## Start RECORDS PROVIDED

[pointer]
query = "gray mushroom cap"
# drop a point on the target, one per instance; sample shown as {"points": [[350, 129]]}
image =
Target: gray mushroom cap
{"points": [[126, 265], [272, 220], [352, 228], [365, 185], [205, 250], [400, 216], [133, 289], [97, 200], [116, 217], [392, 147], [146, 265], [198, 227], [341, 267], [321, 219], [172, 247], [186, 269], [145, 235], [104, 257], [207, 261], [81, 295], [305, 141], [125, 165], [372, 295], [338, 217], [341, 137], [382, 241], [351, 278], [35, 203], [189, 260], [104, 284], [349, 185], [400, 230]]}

## End RECORDS PROVIDED

◆ **THE EXERCISE**
Reproduce the data above line for line, changing nothing.

◆ **EXPECTED ANSWER**
[pointer]
query = "gray mushroom cap"
# drop a point on the target, one per instance; sample shown as {"points": [[350, 129]]}
image =
Target: gray mushroom cap
{"points": [[126, 265], [272, 220], [352, 228], [365, 185], [205, 250], [400, 216], [133, 289], [97, 200], [116, 217], [392, 147], [146, 265], [198, 227], [341, 267], [321, 219], [172, 247], [186, 269], [145, 235], [104, 257], [207, 261], [81, 295], [305, 141], [125, 165], [372, 295], [338, 217], [341, 137], [382, 241], [351, 278], [35, 203], [189, 260], [104, 284], [349, 185], [400, 230]]}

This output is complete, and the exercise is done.